▶ [WORK TO BE COMPLETED] Please rewrite the items from the line containing "Task: please point out the black stripe" through the line containing "<point>313,327</point>", replacing "black stripe" with "dark band" and changing nothing else.

▶ [DATA ROWS]

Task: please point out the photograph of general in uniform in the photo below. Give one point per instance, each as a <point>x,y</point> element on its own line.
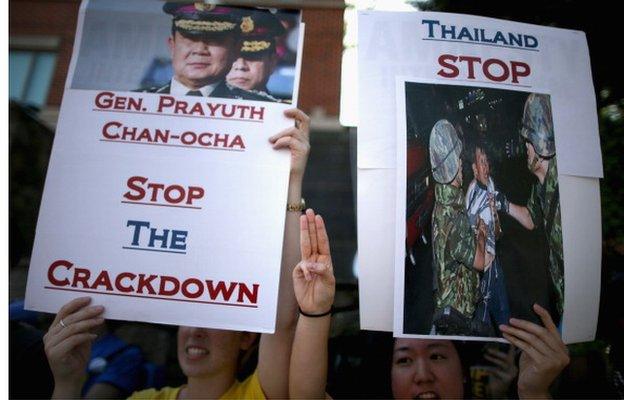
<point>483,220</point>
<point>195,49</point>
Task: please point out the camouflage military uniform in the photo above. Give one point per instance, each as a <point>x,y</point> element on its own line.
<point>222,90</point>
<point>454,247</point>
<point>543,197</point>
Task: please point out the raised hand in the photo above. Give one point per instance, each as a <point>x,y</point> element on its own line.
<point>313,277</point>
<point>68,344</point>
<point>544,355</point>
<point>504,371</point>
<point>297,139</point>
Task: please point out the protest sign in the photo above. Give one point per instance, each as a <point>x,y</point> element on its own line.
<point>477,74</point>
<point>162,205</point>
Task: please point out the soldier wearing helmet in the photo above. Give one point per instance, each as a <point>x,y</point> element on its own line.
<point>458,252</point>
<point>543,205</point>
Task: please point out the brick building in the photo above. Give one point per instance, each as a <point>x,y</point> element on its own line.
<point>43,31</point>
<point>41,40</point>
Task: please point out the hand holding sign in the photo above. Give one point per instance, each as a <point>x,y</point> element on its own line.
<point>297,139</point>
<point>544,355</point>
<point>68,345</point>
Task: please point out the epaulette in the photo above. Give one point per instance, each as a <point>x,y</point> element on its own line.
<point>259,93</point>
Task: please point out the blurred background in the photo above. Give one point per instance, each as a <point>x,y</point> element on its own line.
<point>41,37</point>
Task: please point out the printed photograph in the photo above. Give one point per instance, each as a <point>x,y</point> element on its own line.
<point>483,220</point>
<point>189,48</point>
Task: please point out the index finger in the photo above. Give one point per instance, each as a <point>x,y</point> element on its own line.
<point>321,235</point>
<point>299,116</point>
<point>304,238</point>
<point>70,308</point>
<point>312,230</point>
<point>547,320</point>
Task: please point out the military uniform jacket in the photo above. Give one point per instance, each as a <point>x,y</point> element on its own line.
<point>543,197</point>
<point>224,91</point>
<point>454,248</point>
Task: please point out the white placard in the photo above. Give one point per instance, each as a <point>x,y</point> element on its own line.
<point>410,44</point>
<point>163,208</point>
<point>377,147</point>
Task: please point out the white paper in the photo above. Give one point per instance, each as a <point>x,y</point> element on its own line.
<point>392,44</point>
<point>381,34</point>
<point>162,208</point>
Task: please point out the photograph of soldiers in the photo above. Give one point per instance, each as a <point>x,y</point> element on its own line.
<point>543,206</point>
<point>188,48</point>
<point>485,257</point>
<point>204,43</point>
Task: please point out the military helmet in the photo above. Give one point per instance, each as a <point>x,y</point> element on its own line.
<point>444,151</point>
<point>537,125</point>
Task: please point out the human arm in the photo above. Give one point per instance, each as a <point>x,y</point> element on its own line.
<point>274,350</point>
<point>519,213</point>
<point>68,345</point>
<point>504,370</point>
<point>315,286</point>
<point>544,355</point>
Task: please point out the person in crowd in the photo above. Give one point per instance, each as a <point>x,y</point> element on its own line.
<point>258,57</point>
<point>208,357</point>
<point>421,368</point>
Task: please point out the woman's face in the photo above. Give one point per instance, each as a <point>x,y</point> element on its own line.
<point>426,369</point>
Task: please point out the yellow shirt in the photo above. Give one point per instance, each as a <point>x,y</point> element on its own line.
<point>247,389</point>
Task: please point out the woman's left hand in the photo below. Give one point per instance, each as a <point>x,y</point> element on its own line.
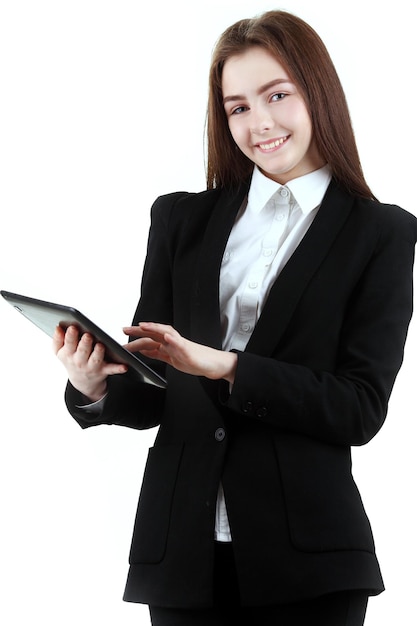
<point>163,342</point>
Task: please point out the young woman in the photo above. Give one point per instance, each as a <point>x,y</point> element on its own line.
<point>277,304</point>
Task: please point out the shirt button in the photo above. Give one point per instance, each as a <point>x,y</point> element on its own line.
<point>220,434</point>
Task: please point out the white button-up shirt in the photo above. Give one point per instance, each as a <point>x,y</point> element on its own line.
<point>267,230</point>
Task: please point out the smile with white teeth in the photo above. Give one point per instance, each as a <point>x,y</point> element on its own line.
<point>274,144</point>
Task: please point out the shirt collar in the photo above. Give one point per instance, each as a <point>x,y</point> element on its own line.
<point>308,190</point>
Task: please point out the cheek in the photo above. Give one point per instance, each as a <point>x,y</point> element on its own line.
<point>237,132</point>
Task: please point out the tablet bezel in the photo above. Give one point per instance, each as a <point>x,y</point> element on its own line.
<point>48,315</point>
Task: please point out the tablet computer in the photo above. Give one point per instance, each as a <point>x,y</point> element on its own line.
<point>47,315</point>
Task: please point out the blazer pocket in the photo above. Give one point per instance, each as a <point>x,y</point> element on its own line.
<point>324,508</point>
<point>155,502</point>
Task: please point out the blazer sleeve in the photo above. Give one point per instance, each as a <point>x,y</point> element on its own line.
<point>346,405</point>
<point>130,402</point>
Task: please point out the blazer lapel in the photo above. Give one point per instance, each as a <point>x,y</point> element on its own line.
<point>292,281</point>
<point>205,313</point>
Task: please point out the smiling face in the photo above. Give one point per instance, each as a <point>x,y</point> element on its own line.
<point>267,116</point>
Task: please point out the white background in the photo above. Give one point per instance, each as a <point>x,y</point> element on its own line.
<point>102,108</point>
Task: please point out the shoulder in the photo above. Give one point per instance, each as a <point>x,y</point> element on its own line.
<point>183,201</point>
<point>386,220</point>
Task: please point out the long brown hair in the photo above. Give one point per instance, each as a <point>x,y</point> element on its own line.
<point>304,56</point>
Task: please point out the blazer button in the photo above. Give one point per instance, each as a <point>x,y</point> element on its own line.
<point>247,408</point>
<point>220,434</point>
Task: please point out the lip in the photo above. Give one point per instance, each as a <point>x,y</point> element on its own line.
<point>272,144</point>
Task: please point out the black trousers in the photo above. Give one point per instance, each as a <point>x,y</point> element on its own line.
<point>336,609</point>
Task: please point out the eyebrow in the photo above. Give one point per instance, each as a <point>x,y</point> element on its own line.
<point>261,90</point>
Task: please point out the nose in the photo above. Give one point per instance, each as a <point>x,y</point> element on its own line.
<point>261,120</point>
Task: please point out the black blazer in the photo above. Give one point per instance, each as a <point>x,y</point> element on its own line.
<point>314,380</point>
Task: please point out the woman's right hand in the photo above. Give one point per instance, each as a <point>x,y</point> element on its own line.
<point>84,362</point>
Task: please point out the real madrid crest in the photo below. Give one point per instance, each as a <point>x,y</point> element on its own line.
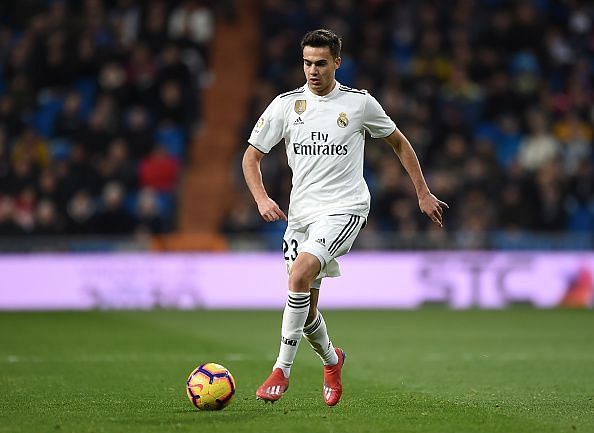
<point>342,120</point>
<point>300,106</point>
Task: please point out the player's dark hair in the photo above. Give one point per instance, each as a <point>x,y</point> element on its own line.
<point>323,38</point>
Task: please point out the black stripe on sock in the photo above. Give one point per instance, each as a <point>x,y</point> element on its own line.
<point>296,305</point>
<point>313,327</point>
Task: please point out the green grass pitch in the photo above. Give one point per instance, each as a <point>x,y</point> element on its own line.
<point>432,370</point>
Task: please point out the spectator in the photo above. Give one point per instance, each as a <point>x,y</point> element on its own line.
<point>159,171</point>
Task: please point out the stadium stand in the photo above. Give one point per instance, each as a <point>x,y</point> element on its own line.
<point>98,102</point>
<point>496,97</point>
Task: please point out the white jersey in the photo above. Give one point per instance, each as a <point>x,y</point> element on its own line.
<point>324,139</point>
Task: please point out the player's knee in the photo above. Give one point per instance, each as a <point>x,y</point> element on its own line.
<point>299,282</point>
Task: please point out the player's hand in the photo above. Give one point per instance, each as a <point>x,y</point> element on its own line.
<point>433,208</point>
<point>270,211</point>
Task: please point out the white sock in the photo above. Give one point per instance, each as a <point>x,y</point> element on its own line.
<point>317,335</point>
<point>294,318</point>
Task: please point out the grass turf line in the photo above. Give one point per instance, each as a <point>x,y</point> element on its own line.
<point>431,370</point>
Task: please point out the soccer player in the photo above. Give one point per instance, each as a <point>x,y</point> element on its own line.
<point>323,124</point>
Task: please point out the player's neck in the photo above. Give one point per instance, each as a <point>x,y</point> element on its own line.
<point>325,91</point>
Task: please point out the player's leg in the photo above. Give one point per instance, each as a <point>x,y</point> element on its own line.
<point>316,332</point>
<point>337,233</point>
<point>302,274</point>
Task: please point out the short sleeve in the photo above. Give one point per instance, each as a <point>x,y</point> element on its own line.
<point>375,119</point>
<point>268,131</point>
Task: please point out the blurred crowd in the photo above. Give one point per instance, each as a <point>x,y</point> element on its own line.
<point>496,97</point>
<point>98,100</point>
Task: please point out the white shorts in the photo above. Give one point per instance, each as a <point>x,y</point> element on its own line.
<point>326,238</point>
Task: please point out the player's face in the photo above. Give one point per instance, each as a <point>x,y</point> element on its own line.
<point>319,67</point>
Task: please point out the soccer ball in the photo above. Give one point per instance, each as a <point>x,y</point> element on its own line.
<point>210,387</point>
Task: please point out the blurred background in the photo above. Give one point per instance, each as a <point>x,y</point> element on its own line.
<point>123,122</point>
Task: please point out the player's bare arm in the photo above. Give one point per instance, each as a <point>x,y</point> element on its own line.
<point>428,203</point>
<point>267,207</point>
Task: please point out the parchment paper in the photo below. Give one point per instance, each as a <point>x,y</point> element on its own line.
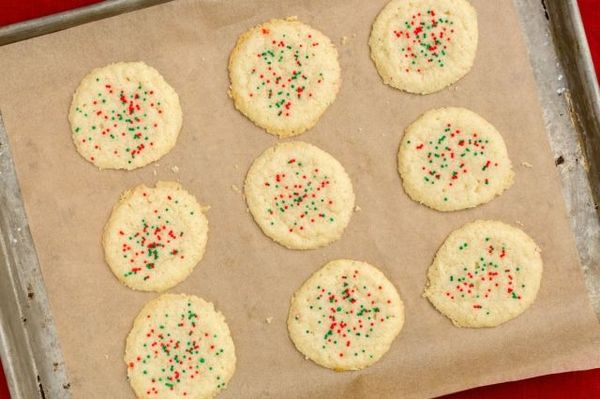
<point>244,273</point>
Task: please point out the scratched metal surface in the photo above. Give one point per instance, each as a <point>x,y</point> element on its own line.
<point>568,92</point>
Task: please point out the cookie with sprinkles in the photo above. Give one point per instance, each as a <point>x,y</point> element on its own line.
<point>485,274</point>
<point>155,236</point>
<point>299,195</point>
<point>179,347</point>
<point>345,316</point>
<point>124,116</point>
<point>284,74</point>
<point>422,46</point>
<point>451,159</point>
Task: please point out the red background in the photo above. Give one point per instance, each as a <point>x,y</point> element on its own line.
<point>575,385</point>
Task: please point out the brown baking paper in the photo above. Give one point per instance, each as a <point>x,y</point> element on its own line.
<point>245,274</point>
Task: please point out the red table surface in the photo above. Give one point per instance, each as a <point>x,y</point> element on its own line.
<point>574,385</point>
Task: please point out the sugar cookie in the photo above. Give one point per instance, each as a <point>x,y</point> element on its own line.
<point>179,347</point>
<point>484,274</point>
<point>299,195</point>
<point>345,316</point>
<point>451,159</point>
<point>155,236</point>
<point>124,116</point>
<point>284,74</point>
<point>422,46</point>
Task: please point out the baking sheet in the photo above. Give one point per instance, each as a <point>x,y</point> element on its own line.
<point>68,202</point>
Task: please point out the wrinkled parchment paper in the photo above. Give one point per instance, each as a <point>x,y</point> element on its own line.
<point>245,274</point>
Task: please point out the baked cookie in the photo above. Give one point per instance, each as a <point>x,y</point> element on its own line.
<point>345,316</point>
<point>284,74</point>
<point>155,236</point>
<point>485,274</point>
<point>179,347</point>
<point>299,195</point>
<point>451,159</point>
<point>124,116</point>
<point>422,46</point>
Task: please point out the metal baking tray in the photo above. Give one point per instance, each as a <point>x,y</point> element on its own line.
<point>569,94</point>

▶ [WRITTEN RESPONSE]
Task: please point out the dark band on sock in the photo above. Give one point per instance, each as a <point>x,y</point> element on its own line.
<point>296,305</point>
<point>313,327</point>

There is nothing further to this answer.